··· Data extract ···

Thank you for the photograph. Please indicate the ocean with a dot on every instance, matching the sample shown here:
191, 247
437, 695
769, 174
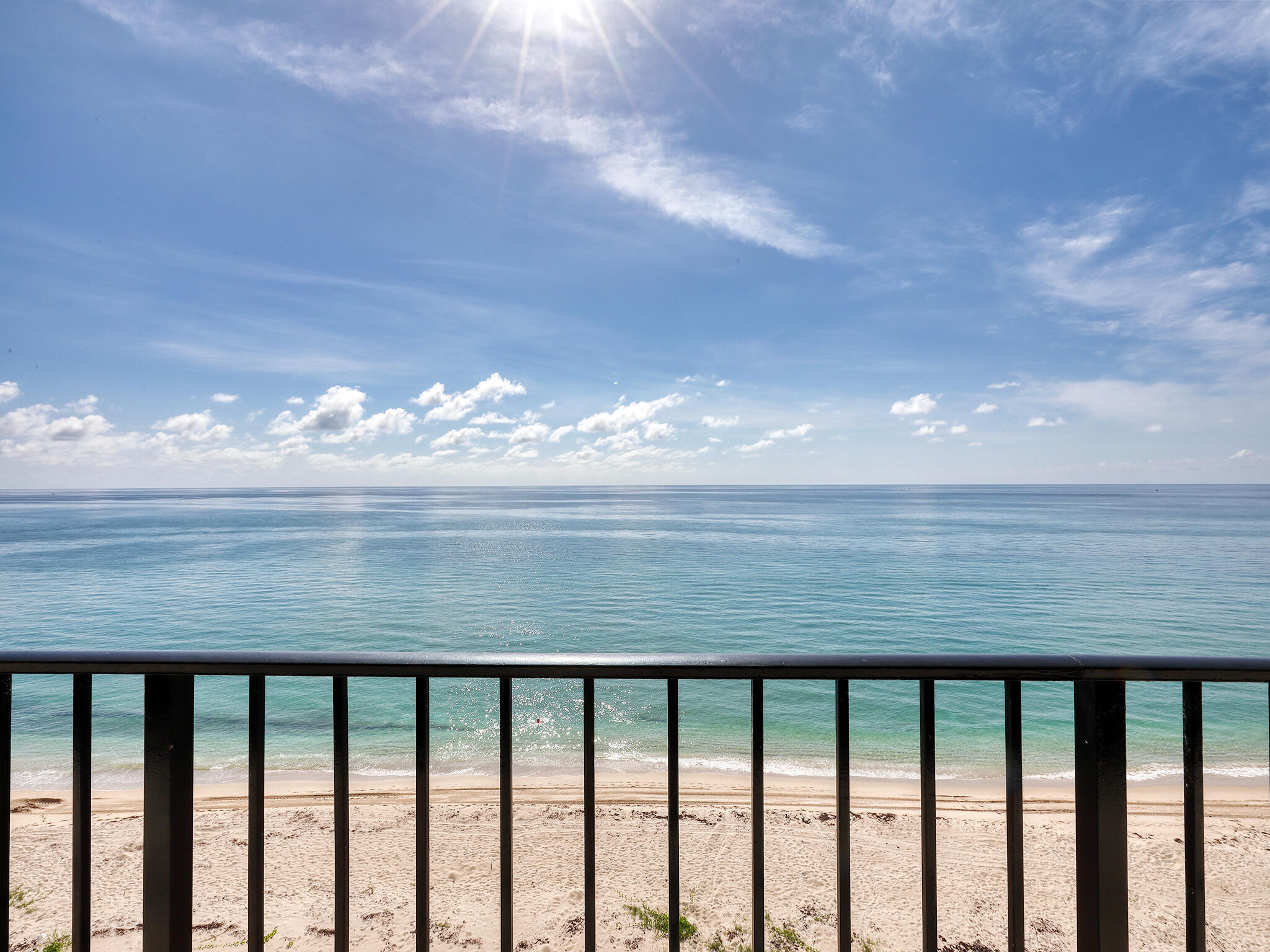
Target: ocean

···

Task to carry out: Would you set down every line of the data above exactly, skipping the pictures?

Result for this exercise:
Thank you for the photograph. Please indicate the ocean with a dot on every instance, matching the sample shown here:
191, 247
437, 695
769, 174
Target: ocean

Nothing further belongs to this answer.